ARBEITSAUFTRÄGE:
[1] Übersetzen Sie aus dem Textauszug zur europäischen KI-Regulierung den Satz „Nach anfänglichem Zögern der anderen politischen Gruppen wurde im April ein gemeinsamer Text erarbeitet, der am 11. Mai 2023 nun offiziell verabschiedet wurde.“ ins Englische.
[2] Schreiben Sie den Textauszug zur europäischen KI-Regulierung im Anschluss an seinen letzten Satz weiter.

TEXTAUSZUG:
================
In Brüssel war es die französische Ratspräsidentschaft im ersten Halbjahr 2022, welche als Erstes diese Gefahren erkannte und versuchte mit neuen Artikeln gegenzusteuern. Konzeptionelle Fehler und ein gravierendes Schlupfloch (möglicher vertraglicher Ausschluss von Pflichten) führten aber zu ihrer Unwirksamkeit. Die tschechische Ratspräsidentschaft löste es nur bedingt besser und beauftragte vor allem die Kommission weiter an dem Thema zu arbeiten. Letztendlich war es das Europäische Parlament und hier vor allem die EVP und die Renew Gruppe, welche das Thema besetzten. Nach anfänglichem Zögern der anderen politischen Gruppen wurde im April ein gemeinsamer Text erarbeitet, der am 11. Mai 2023 nun offiziell verabschiedet wurde. Welche Änderungen am Kommissionvorschlag wurden vorgeschlagen? Meine Grafik gibt einen ersten Überblick:

Das Entscheidende zuerst: der Ansatz ist holistisch und deckt in fünf Ebenen die gesamte AI value chain ab – auch das foundation model GPT-4 oder das General Purpose AI System und App ChatGPT: (Level 1) die provider von foundation models müssen in Zukunft gemäß des neuen Art. 28b eine Reihe von Pflichten erfüllen. Vor allem aber müssen sie ihre Produkte ausgiebig auf reasonable forseeable risks und verschiedene Qualitätsmerkmale testen sowie umfassende technische Dokumentation erstellen. Hierdurch soll sichergestellt werden, dass die mächtigen Modelle, ohne intended purpose, dennoch sicher genug sind, um sie auf dem Markt zu platzieren und dass ihre internen Abläufe jedenfalls im Groben verstanden werden. (Level 2) Verkaufen die Provider von foundation models nun das Model oder aber ein darauf basierendes General Purpose AI System an andere Unternehmen müssen sie nach Art. 28 (2) umfassende Informationen über das Model mit ihrem Kunden teilen und den Kunden soweit assistieren, dass er in der Lage ist, die Anforderungen der KI-Regulierung umfassend zu erfüllen. Der umgeschriebene Artikel garantiert nun einen hinreichenden Informationsfluss innerhalb der AI value chain. (Level 3) Der Käufer des foundation models oder General Purpose AI Systems welcher es in ein high-risk AI-System weiterentwickelt und ihm ein intended purpose gibt, muss weiterhin die Providerpflichten aus Art. 16 erfüllen, sollte nun aber auch über ausreichende Informationen verfügen, um ein sicheres AI-System zu entwickeln. (Level 4) Der deployer des high-risk AI-Systems, welcher es für den vorgegebenen intended purpose nutzt, muss schließlich die Anforderungen des Art. 29 erfüllen und nach Art. 29 a) – ähnlich wie bei der Datenschutz-Folgenabschätzung der DS-GVO – ein fundamental rights impact assessment durchführen. (Level 5) Das AI subject bzw. die vom AI-System tangierte Person profitiert schließlich von den Transparenzpflichten des Art. 52 gegenüber dem Provi der des foundation model, provider des high-risk AI-Systems und des deployers. Zudem hat der Betroffene durch Art. 68 a) fortfolgende diverse Rechte und kann sich beispielsweise bei der zuständigen nationalen Behörde über Nichteinhaltung der KI-Regulierung beschweren.
================
BEREITGESTELLTES MATERIAL:

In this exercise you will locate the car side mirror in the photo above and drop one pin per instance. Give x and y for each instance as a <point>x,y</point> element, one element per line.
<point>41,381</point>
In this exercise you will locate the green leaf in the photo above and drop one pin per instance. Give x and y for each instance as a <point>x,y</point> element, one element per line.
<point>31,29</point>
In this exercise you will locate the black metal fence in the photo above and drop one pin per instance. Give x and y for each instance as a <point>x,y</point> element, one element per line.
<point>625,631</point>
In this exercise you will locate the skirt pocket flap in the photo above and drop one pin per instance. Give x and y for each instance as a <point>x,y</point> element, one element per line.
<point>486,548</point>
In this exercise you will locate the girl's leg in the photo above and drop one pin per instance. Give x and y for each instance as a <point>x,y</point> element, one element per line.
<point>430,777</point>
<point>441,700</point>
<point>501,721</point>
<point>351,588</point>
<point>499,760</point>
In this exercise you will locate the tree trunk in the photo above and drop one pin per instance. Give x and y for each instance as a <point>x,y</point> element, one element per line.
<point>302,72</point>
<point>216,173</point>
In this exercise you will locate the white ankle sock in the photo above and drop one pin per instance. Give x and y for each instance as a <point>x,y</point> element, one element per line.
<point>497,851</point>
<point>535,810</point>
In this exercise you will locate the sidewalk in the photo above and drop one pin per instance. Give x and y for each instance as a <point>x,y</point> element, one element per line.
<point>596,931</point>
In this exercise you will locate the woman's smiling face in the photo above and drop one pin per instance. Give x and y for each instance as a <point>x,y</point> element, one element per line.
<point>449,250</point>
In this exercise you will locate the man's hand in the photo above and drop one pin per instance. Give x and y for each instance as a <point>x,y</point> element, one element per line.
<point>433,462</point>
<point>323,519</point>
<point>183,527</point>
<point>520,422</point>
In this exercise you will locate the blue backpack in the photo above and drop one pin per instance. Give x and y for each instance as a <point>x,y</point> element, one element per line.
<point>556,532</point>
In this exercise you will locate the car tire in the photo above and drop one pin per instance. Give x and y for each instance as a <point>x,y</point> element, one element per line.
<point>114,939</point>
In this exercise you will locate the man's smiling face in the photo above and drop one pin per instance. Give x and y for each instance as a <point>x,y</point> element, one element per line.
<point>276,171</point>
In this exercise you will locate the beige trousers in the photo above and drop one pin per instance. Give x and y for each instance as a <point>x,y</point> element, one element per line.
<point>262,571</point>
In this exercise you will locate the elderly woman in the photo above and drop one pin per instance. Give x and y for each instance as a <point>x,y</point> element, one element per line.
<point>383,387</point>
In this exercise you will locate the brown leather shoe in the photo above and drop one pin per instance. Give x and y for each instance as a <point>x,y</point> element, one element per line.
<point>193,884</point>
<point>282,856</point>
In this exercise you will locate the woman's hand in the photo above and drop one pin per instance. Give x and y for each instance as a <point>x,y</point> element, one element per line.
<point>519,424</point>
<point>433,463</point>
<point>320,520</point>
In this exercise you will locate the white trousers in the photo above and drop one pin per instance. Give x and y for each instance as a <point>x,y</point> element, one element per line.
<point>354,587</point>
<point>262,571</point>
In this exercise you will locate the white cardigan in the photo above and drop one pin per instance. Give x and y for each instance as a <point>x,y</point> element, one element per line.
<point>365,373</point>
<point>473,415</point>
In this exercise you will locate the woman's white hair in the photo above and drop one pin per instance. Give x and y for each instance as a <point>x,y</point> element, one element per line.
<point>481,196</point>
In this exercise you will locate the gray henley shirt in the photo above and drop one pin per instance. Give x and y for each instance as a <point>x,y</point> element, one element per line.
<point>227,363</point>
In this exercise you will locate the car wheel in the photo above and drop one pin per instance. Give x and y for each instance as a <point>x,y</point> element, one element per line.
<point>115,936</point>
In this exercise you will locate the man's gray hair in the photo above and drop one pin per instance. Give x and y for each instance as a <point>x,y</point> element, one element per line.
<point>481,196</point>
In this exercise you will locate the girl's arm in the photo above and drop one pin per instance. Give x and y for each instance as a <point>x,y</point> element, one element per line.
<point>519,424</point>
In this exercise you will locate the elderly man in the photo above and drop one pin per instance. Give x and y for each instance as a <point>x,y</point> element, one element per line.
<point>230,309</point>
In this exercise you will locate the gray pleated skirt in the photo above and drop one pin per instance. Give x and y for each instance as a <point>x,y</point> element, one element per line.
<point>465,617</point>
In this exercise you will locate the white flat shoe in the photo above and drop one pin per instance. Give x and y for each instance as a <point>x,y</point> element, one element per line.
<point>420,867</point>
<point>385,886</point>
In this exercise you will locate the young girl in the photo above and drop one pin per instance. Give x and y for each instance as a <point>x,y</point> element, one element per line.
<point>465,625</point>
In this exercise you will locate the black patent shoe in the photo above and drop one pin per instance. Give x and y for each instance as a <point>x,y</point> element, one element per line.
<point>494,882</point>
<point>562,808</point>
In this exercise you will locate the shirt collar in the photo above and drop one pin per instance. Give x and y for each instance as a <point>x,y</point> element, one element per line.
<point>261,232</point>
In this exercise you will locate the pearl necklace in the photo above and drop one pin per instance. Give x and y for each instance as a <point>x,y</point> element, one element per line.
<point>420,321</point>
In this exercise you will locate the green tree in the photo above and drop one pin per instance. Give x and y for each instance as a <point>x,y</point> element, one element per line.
================
ERWARTETE ANTWORTEN:
[1] After initial hesitation from the other political groups, a joint text was drawn up in April, which has now been officially adopted on May 11, 2023.

[2]
Es ist zu berücksichtigen, dass dies der weltweit erste regulatorische Ansatz zu Regulierung von foundation models ist. Wahrscheinlich werden bestimmte Aspekte überarbeitet, ergänzt und gestrichen müssen. Nichtsdestotrotz sind wir uns sicher, dass der vorgeschlagene Ansatz in eine sehr gute Richtung geht, da er das vorhandene Wissen über eine sehr mächtige Technologie steigert und Minimumstandards bei der Sicherheit und Qualität aufstellt. In unserem Beispiel wären nicht mehr nur SAP und ALDI von der KI-Regulierung betroffen und auch nicht mehr nur der Zeitpunkt des auf den Marktbringens und des Einsatzes des Bewerbungstools. Der holistische Ansatz stellt sicher, dass der ganze lifecycle abgedeckt ist und immer der Akteur die Sicherheit des Models/Systems sicherstellen muss, der am nächsten dran ist bzw. die Kontrolle besitzt. Dies ist nicht nur wirtschaftlich fair, sondern auch für die Zivilgesellschaft die beste Variante, um Freiheit- und Bürgerrechte effektiv zu schützen.

* Kai Zenner ist Büroleiter und Digitalreferent für MdEP Axel Voss und als Experte des AI Netzwerks der OECD tätig. Der Beitrag gibt die persönliche Auffassung des Autors und nicht die des Europäischen Parlaments wieder.